— ASSIGNMENT —
Once the line with "Query: memorial plaque" is found in the entries below, repeat it and each following line exactly, up to and including the line with "Query: shield coat of arms". Add no other lines.

— Records from a data collection —
────────────────

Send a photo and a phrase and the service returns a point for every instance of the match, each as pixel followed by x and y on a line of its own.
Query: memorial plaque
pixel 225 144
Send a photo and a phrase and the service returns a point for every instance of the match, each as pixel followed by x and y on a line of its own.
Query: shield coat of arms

────────────────

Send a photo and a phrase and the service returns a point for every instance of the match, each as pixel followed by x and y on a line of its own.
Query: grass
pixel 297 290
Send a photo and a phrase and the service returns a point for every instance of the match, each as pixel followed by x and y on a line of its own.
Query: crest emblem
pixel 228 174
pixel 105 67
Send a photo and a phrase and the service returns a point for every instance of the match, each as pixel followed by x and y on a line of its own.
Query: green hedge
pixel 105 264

────────────────

— TASK RESULT —
Query: memorial plaque
pixel 225 144
Send a photo and a phrase and the service returns a point for every instance of the match, each as pixel followed by x and y on a line of its own.
Query: shield coat of arms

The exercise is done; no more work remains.